_EXTRAIT DU DOCUMENT_

Pour ce faire, les organisations étrangères doivent tisser un lien de confiance et élaborer des objectifs communs avec leurs partenaires. Elles doivent ensuite verser des fonds et fournir une formation pour mettre en place les programmes. Cela leur permet à la fois de renforcer les compétences locales et d’avoir un impact sans être présentes sur le terrain.

Toutefois, cette approche « est difficile à vendre », selon l’analyste somalien ; en effet, les bailleurs de fonds pensent généralement que ce système pose des « difficultés psychologiques et administratives », a-t-il expliqué.

D’autres organisations se sont mises à recruter des Somaliens issus de la diaspora, en les faisant travailler dans leur propre quartier, où ils sont, pensent-elles, en mesure de « s’intégrer » et d’être plus conscients du contexte et des risques encourus.

Extraits d'un jeu de données d'annotation de points

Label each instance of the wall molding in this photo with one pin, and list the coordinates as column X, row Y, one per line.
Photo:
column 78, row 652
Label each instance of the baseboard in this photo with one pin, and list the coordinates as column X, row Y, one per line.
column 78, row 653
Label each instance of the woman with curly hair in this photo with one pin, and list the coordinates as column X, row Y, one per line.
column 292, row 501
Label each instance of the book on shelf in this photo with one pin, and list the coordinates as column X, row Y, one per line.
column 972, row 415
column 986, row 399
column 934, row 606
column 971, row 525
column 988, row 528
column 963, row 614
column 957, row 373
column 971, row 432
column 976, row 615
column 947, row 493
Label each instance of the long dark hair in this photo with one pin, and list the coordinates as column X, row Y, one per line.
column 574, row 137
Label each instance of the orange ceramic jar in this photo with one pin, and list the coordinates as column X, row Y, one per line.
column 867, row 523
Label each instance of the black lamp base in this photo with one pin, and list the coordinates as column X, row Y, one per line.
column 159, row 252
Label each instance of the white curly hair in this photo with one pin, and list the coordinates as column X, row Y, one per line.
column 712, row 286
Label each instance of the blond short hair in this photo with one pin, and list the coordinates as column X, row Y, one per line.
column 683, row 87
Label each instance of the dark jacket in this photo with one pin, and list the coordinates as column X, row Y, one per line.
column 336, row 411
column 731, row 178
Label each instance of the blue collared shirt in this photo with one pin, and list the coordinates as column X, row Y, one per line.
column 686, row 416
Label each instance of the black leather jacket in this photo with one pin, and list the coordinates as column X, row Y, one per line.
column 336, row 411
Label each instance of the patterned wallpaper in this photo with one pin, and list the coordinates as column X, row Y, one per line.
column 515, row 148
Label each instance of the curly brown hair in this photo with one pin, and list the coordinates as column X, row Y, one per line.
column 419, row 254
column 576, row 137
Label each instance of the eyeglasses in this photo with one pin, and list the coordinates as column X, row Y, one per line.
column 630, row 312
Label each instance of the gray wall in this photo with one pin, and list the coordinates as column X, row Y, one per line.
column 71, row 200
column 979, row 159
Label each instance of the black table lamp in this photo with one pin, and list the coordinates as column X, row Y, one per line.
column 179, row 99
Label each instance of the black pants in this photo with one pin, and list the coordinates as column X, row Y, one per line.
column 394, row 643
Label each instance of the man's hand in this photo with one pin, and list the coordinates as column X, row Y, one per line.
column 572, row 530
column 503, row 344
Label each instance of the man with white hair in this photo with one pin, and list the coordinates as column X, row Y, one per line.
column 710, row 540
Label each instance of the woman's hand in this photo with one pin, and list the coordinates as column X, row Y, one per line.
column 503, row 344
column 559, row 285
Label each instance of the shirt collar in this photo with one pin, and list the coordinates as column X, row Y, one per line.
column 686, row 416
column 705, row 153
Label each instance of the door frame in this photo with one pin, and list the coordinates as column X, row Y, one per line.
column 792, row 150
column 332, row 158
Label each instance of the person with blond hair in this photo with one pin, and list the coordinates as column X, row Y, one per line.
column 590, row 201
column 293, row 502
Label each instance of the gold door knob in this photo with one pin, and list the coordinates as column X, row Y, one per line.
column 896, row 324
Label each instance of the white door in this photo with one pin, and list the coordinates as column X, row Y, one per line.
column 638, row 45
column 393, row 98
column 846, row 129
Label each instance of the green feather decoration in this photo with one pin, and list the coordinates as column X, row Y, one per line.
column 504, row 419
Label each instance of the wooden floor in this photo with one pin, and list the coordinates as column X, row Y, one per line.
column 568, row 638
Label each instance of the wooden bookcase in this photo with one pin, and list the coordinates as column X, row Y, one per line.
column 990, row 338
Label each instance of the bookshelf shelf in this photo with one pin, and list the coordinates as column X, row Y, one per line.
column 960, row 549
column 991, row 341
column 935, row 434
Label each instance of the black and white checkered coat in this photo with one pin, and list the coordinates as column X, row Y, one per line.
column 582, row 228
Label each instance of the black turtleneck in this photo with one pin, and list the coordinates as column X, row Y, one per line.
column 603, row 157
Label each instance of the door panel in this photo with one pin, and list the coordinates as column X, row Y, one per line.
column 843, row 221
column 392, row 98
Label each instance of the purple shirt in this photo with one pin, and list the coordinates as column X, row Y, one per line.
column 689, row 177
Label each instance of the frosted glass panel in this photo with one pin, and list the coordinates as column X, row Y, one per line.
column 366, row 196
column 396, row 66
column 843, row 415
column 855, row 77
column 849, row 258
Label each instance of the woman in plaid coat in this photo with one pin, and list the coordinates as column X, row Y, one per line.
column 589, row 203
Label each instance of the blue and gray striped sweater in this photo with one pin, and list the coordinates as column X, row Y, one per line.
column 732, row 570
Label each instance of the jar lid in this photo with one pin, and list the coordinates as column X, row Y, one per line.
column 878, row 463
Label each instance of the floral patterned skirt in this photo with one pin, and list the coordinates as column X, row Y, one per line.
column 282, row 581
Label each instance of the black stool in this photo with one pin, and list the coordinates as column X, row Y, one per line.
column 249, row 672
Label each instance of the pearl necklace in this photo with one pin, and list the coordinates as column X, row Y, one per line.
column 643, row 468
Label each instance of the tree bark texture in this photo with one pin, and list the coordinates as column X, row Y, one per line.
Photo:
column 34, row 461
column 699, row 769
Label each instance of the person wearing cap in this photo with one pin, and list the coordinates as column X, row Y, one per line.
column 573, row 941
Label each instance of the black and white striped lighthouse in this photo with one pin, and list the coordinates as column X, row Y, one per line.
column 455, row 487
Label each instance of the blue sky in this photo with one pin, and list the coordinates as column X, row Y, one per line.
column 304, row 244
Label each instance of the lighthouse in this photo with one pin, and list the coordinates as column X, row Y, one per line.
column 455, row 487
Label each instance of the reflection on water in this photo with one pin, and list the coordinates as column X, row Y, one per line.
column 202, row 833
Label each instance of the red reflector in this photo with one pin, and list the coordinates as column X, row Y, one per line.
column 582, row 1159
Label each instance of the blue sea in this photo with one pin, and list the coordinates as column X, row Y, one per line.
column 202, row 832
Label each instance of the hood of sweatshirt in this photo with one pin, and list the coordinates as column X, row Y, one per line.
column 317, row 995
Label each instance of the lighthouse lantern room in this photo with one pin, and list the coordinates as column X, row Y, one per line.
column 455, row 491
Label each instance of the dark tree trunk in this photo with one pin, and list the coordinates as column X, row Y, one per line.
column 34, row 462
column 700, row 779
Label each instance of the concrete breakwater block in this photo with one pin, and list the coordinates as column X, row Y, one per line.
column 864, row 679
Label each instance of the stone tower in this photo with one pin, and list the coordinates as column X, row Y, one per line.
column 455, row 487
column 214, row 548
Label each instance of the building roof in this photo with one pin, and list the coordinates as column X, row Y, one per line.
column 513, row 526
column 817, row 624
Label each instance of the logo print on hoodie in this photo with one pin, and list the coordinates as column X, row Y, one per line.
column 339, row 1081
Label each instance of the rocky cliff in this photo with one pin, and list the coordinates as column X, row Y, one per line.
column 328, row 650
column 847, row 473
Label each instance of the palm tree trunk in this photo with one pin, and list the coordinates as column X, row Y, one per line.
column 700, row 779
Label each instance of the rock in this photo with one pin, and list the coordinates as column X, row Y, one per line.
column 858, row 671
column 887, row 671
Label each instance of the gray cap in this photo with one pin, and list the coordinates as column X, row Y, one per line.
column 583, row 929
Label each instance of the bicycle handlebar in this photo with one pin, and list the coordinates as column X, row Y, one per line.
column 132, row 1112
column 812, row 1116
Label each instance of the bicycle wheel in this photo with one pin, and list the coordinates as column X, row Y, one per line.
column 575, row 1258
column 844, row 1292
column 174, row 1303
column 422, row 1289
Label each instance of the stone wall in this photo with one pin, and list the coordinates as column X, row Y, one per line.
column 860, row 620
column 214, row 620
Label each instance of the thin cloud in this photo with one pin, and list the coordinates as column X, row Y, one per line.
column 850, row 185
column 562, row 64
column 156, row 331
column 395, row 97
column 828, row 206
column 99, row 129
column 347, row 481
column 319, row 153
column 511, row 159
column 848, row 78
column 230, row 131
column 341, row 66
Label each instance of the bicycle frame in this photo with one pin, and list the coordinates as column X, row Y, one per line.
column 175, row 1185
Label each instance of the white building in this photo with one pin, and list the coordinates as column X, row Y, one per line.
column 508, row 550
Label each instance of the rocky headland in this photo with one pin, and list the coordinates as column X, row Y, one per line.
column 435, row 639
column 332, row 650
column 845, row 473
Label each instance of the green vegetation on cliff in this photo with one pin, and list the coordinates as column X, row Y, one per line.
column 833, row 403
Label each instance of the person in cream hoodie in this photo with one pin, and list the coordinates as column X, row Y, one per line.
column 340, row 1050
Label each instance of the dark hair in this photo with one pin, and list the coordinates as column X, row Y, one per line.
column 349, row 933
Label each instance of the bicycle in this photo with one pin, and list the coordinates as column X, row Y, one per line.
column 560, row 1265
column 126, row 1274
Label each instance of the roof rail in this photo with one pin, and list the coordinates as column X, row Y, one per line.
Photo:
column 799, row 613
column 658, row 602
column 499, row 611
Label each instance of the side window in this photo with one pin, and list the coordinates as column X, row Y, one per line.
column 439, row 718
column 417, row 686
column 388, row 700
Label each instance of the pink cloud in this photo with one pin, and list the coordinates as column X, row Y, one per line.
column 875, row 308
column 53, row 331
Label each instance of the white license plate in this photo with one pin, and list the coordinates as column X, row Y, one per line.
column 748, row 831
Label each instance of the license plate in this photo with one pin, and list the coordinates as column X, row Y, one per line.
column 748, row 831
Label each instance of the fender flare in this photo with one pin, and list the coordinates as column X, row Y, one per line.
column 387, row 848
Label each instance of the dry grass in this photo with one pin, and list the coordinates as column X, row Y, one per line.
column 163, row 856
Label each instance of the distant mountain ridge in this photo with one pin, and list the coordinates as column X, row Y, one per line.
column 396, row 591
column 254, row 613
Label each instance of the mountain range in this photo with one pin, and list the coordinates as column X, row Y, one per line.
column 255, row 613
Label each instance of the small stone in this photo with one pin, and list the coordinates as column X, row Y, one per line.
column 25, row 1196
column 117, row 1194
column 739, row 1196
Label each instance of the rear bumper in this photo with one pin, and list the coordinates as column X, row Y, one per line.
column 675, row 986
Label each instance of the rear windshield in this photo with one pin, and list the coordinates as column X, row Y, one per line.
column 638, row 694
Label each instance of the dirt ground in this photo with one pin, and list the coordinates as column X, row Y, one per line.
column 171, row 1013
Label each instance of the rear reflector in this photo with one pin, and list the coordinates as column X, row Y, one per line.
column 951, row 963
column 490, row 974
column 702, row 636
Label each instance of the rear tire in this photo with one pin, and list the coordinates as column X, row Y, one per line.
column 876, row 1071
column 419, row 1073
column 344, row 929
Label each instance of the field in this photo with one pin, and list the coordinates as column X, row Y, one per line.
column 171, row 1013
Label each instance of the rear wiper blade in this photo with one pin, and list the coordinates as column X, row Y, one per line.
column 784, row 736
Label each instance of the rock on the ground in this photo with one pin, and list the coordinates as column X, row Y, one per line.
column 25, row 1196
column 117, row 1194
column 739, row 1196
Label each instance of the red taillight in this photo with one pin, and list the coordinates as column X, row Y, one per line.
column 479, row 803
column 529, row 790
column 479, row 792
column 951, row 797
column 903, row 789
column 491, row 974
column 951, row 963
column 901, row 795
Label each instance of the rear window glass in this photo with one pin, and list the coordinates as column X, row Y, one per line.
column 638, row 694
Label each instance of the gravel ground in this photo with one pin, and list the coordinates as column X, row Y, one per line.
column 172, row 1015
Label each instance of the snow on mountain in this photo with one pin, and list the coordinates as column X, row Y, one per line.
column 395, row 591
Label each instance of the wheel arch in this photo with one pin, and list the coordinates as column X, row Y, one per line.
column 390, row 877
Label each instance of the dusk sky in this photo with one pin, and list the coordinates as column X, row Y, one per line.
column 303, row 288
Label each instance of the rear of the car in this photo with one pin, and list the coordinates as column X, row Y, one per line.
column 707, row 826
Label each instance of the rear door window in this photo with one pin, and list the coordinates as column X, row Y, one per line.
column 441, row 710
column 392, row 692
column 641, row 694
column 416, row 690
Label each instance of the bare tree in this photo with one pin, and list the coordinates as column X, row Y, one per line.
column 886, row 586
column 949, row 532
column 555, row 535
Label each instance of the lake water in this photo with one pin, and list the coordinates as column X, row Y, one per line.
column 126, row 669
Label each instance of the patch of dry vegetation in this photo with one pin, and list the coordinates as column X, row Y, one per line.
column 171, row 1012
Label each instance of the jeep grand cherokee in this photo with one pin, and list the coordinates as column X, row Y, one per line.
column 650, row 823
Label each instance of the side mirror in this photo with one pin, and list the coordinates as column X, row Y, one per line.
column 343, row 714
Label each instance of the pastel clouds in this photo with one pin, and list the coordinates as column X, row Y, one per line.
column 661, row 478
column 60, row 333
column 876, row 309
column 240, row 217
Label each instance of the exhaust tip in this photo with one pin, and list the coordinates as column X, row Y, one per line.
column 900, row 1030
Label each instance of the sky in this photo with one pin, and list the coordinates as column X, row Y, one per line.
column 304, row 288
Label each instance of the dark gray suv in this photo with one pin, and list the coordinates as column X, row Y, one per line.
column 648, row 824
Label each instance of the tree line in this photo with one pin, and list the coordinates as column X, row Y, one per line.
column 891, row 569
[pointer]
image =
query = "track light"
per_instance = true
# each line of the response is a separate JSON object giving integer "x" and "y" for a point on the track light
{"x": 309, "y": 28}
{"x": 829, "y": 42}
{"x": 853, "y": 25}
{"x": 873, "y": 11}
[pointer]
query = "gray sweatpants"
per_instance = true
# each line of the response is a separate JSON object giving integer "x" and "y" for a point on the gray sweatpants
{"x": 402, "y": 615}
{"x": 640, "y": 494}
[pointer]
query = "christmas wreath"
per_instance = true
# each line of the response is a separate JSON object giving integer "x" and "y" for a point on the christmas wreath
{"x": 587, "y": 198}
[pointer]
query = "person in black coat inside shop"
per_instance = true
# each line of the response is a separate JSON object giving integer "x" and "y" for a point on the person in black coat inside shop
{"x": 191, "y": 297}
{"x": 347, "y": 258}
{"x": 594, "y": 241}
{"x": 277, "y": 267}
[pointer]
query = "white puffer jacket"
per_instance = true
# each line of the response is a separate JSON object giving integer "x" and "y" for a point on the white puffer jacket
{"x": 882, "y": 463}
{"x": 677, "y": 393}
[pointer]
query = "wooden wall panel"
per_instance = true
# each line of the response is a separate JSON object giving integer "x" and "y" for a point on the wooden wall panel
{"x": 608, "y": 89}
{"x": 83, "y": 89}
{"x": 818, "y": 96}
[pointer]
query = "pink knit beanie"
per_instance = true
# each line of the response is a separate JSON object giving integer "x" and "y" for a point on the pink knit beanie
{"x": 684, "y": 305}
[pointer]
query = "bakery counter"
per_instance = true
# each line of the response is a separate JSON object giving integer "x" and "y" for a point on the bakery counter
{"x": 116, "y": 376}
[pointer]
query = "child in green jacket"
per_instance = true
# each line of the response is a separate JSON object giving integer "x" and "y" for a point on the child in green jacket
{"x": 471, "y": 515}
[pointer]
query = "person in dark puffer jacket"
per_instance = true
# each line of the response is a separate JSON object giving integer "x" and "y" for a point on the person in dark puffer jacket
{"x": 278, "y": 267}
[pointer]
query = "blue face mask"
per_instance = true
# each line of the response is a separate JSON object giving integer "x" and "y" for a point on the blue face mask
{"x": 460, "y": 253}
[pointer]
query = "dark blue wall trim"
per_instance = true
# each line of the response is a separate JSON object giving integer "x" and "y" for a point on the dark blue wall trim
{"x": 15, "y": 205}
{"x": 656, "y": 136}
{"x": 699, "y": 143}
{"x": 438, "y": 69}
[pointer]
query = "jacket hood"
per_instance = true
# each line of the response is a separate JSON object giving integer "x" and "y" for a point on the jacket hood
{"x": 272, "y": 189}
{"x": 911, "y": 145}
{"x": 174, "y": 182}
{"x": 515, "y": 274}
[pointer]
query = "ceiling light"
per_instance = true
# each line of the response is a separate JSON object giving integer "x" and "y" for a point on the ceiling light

_SÉRIE DE TÂCHES_
1. Répondez aux questions suivantes sur l'extrait.
(a) En plus de verser des fonds, que doivent fournir les organisations étrangères pour mettre en place les programmes ?
(b) Selon l'analyste somalien, quelles difficultés les bailleurs de fonds associent-ils généralement à ce système ?
(c) Qui d'autres organisations se sont-elles mises à recruter ?
2. Recopiez le passage de l'extrait allant de « Pour ce faire, les » jusqu'à « des risques encourus. » inclus, en changeant « bailleurs de fonds » en « donateurs ».
Pour répondre, appuyez-vous uniquement sur l'extrait.

_RÉPONSES ATTENDUES_
1.
(a) Une formation.
(b) Des « difficultés psychologiques et administratives ».
(c) Des Somaliens issus de la diaspora.

2.
Pour ce faire, les organisations étrangères doivent tisser un lien de confiance et élaborer des objectifs communs avec leurs partenaires. Elles doivent ensuite verser des fonds et fournir une formation pour mettre en place les programmes. Cela leur permet à la fois de renforcer les compétences locales et d’avoir un impact sans être présentes sur le terrain.

Toutefois, cette approche « est difficile à vendre », selon l’analyste somalien ; en effet, les donateurs pensent généralement que ce système pose des « difficultés psychologiques et administratives », a-t-il expliqué.

D’autres organisations se sont mises à recruter des Somaliens issus de la diaspora, en les faisant travailler dans leur propre quartier, où ils sont, pensent-elles, en mesure de « s’intégrer » et d’être plus conscients du contexte et des risques encourus.